*** Opening of DATA IN THIS EXERCISE ***

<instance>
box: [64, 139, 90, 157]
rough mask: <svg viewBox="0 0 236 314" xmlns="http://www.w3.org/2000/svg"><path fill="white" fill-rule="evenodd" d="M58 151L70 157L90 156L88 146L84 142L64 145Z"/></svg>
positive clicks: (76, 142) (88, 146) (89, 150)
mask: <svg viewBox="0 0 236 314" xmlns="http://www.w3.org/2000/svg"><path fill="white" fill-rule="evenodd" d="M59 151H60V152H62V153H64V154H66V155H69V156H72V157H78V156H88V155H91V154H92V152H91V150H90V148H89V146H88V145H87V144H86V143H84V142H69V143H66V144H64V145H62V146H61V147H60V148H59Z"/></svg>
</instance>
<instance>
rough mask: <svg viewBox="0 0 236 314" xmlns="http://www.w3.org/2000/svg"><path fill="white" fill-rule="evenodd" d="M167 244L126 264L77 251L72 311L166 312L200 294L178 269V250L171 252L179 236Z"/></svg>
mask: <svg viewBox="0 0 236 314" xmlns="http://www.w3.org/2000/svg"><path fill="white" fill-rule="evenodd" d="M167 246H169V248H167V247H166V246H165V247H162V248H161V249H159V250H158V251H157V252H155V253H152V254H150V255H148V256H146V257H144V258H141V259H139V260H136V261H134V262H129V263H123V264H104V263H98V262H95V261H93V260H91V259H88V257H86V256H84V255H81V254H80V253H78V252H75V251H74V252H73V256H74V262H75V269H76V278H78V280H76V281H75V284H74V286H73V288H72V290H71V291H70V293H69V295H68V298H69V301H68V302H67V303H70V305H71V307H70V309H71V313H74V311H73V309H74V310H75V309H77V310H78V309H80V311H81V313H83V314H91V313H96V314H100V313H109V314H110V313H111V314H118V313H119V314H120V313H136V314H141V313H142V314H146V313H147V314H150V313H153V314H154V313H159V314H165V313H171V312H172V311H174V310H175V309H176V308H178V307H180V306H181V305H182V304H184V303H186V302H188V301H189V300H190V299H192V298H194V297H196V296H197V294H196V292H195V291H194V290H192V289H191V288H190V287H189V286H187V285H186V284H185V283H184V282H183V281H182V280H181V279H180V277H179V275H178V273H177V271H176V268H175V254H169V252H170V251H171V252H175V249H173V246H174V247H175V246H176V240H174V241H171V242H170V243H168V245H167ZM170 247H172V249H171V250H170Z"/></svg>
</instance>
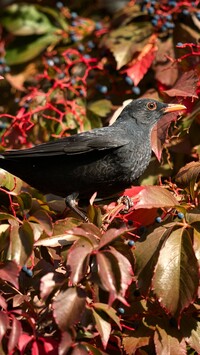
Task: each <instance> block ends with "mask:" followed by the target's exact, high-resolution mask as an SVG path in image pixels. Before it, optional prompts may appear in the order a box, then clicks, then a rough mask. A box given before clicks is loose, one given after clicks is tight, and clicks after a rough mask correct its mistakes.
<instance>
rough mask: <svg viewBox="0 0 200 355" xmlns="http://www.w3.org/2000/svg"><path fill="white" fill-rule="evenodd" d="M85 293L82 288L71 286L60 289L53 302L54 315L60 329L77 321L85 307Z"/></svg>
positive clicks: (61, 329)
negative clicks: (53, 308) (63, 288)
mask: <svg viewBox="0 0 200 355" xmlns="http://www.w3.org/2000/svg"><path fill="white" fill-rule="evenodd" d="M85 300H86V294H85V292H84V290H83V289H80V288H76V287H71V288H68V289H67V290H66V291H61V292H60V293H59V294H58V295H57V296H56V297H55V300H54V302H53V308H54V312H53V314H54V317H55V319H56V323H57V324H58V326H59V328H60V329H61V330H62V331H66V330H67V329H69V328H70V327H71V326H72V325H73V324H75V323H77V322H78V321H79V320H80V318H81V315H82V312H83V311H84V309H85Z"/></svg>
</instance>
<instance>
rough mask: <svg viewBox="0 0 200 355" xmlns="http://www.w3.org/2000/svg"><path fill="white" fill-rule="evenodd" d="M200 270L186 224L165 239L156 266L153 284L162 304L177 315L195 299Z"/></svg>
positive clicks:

*** Close of DATA IN THIS EXERCISE ***
*** Opening of DATA IN THIS EXERCISE ***

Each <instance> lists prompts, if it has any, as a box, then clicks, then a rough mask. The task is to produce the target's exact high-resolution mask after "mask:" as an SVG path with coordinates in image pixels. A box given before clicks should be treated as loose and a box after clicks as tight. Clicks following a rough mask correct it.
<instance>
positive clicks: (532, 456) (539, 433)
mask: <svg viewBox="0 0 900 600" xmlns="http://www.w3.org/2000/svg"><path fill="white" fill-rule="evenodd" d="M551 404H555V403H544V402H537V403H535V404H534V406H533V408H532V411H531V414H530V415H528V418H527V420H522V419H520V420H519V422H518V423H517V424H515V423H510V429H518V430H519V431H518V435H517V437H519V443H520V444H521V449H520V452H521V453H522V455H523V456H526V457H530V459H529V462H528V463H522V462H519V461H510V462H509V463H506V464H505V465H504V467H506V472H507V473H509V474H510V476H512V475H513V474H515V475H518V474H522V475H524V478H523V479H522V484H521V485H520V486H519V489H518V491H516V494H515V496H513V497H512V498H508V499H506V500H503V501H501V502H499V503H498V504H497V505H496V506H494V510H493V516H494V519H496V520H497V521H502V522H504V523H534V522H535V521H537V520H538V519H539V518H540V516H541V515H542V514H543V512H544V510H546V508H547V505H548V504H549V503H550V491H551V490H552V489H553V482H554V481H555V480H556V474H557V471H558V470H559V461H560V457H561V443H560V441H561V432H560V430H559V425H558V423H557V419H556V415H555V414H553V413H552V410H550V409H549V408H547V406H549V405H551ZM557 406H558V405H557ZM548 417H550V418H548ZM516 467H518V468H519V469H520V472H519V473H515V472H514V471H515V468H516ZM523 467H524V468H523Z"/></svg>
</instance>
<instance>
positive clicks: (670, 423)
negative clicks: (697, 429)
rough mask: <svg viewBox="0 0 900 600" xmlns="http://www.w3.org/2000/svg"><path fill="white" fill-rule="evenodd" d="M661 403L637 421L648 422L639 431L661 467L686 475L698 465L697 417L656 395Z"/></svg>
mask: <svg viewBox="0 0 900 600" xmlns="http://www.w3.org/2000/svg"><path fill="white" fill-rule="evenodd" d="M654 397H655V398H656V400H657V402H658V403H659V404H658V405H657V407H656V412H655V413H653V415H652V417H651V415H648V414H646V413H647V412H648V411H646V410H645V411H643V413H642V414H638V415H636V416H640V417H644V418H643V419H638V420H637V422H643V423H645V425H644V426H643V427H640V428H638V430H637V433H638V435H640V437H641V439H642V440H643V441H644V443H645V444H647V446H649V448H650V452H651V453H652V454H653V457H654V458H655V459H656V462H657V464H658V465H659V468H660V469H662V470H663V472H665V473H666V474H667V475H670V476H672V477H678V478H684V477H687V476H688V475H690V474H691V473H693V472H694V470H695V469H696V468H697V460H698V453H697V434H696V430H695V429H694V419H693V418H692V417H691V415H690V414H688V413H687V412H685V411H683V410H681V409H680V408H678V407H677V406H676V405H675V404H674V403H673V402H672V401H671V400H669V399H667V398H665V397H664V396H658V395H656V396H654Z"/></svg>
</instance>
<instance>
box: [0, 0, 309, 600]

*** Close of DATA IN THIS EXERCISE ***

**TASK GOAL:** Return every line of the items above that contains the string "then". Matching is case-sensitive.

**WORKED SOLUTION:**
Task: each <instance> block ends with "mask:" followed by the target's exact, high-resolution mask as an SVG path in image pixels. Before it, optional prompts may appear in the order a box, then clicks, then a rough mask. A box given before clicks is loose, one given after clicks is tight, and clicks after a rough mask correct its mistakes.
Each <instance> lists prompts, if it has any, as a box, then clicks, then a rough mask. The task is to produce the target's exact high-resolution mask after "mask:" as an SVG path with coordinates in image pixels. A box given before clicks should be treated as loose and a box after clicks as tight. Clicks following a rough mask correct it.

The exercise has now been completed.